• [Given problem A]
From the Belafonte passage, list every person it refers to by name, leaving out Mr. Belafonte himself and the Bush named only in "Bush administration."

• [Quoted passage]
——

The civil rights leader also taught him how to accept his own death, Mr. 
Belafonte said. “Dr. King had a tic, a nervous disorder that would 
present itself out of the blue,” he said. When the tic later seemed to 
disappear, Mr. Belafonte asked his friend about it. “He said, ‘I made my 
peace with death,’” Mr. Belafonte said. “He wasn’t distracted or 
preoccupied. If it was to be, it was to be. I adopted the same thought. 
I can’t just live all day long waiting for something to happen that 
either will happen or will not happen.”

On a long afternoon interview before Election Day, Mr. Belafonte 
reflected on his disappointments since Dr. King’s murder. In his late 
years, as he cut back on public appearances, he has become almost 
surgical in delivering rebuke bombs. He called former Secretary of State 
Colin L. Powell the “house slave” of the Bush administration and started 
a feud with Jay Z that lasted three years, telling The Hollywood 
Reporter in 2012 that performers like Jay Z and Beyoncé “have turned 
their back on social responsibility.” Jay Z fired back in song: “Mr. 
Day-O, major fail.”

On this fall afternoon before the election, he said that the rise of 
Donald J. Trump alarmed him, but not as much as the passion and numbers 
of Mr. Trump’s supporters. “I’ve never known this country to be so” — he 
paused before saying the word — “racist as it is at this moment,” he 
said. “It’s amazing, after all that we have been through.”

——

• [Extracted material]
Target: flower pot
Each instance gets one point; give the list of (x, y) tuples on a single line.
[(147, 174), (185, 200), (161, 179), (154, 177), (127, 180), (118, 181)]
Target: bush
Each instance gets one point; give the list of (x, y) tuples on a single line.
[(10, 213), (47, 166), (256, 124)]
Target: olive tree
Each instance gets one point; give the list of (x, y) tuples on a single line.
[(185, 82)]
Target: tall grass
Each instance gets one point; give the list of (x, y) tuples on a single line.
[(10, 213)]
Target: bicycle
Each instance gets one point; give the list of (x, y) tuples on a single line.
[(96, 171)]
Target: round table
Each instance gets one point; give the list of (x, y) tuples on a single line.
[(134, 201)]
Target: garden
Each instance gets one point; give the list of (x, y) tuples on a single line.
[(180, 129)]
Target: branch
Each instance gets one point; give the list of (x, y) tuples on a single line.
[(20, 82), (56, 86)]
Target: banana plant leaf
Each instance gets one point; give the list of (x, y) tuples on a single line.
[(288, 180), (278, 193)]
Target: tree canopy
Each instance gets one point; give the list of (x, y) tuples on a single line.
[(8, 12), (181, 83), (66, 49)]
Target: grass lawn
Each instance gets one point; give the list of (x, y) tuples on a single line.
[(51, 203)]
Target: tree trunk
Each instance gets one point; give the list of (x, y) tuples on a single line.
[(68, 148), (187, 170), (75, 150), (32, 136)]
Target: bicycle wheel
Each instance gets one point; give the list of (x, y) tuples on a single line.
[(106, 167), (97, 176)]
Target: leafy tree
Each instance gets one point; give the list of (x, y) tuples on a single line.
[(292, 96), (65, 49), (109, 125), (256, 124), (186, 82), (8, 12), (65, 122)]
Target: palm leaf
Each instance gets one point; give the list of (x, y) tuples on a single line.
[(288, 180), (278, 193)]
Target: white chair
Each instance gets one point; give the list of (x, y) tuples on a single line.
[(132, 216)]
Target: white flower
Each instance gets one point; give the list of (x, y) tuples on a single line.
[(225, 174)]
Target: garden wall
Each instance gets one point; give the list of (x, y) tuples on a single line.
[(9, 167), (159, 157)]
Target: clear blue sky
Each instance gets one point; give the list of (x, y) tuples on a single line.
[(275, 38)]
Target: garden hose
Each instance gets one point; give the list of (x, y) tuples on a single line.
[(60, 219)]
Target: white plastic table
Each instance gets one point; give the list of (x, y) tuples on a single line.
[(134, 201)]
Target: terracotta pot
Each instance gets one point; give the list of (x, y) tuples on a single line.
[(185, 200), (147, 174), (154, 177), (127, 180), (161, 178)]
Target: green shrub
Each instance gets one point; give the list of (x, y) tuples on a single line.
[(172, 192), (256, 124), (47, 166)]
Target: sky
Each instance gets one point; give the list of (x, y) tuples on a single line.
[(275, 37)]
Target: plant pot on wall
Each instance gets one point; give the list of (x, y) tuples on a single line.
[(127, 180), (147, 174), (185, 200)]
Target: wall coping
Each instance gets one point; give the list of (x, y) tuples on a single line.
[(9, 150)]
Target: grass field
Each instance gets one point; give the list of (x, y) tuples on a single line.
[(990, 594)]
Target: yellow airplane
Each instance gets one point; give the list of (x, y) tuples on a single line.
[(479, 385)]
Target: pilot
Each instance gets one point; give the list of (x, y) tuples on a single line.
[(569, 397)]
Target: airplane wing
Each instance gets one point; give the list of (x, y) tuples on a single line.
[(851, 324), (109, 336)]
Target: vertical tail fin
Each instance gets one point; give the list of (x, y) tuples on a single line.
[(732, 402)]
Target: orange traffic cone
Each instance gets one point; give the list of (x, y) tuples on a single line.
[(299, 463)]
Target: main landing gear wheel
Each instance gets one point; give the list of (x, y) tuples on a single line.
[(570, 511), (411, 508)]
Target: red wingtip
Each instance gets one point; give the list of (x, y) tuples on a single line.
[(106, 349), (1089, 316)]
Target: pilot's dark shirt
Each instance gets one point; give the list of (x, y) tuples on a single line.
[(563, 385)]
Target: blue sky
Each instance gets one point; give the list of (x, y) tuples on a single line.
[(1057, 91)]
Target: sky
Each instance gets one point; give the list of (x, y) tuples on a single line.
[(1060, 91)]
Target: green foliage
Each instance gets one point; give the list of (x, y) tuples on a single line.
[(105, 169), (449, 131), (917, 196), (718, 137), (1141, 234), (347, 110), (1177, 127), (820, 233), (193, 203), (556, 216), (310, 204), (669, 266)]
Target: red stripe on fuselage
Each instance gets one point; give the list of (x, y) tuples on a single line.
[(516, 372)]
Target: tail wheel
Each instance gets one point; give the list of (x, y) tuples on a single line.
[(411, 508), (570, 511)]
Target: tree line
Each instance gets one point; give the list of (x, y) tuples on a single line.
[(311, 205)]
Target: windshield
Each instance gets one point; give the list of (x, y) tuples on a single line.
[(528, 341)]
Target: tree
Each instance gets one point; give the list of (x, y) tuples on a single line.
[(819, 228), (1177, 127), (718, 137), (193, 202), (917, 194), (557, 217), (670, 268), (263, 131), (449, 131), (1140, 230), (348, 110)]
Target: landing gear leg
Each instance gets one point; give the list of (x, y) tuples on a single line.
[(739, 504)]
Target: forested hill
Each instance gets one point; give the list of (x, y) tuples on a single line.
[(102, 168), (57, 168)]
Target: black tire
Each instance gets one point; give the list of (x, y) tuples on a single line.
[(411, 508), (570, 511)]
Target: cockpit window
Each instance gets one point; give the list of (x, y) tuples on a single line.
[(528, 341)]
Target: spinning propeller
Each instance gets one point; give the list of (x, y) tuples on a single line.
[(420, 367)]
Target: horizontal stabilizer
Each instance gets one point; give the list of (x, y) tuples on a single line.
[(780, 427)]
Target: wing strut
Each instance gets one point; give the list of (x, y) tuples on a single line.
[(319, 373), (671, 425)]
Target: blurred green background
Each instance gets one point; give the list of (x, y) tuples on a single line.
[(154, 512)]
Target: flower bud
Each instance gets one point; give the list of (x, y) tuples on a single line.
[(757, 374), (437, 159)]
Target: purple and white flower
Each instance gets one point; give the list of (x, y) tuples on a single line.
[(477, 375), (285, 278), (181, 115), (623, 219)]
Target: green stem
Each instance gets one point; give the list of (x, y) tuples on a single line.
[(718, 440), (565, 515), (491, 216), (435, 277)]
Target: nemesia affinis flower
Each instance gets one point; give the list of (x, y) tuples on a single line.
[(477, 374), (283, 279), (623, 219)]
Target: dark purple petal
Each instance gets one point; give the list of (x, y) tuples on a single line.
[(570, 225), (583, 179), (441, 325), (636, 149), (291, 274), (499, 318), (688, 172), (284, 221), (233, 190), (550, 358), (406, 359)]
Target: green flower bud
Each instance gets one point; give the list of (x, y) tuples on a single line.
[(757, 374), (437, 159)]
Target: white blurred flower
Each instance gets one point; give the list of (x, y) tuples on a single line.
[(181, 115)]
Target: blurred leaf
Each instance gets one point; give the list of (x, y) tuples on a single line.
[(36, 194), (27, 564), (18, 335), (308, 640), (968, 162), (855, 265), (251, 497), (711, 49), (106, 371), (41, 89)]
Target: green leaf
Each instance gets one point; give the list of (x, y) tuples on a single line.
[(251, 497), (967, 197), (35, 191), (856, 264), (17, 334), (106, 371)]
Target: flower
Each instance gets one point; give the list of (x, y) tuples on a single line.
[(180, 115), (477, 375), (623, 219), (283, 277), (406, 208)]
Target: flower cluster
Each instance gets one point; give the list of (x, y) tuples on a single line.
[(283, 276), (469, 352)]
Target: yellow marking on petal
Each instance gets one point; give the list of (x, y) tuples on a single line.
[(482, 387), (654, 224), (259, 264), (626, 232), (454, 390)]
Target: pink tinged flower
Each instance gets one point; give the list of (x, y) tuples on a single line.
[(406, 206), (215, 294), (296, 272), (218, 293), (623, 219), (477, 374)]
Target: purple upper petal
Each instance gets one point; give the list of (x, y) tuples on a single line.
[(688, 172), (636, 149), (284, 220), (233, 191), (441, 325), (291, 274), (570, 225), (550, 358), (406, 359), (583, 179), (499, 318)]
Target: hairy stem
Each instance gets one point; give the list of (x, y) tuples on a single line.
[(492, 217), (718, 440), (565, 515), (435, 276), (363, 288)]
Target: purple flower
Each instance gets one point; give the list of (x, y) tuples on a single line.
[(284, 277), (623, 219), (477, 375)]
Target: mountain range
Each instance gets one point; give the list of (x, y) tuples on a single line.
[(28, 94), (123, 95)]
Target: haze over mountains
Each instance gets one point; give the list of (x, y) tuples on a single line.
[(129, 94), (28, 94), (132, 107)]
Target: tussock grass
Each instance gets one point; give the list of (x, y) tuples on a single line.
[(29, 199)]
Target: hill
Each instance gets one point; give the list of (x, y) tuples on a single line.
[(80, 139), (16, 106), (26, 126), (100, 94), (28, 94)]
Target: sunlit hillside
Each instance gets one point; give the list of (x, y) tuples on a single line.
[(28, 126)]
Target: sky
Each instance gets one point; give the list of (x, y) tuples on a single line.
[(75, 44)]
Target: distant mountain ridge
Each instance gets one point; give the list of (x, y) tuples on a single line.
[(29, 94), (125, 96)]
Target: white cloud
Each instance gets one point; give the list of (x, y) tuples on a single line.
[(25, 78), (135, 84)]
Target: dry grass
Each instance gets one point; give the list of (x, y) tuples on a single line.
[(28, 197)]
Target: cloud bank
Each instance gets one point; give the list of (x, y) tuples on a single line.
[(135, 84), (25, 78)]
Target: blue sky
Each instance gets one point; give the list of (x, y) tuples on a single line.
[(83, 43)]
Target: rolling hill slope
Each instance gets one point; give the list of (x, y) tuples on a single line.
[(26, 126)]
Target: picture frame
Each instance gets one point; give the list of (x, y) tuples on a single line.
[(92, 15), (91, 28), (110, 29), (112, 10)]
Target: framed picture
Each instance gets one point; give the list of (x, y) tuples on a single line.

——

• [Given problem B]
Copy out the lines of the records beginning with the line that contains "Target: haze over mountains" and going on through the line that contains "[(29, 199)]".

• [Correct result A]
Dr. King, Colin L. Powell, Jay Z, Beyoncé, Donald J. Trump

• [Correct result B]
Target: haze over mountains
Each instance gets one point; give the list of (x, y) tuples on a single line.
[(129, 94), (28, 94), (132, 107)]
Target: tussock grass
Each instance gets one point; give the list of (x, y) tuples on a single line.
[(29, 199)]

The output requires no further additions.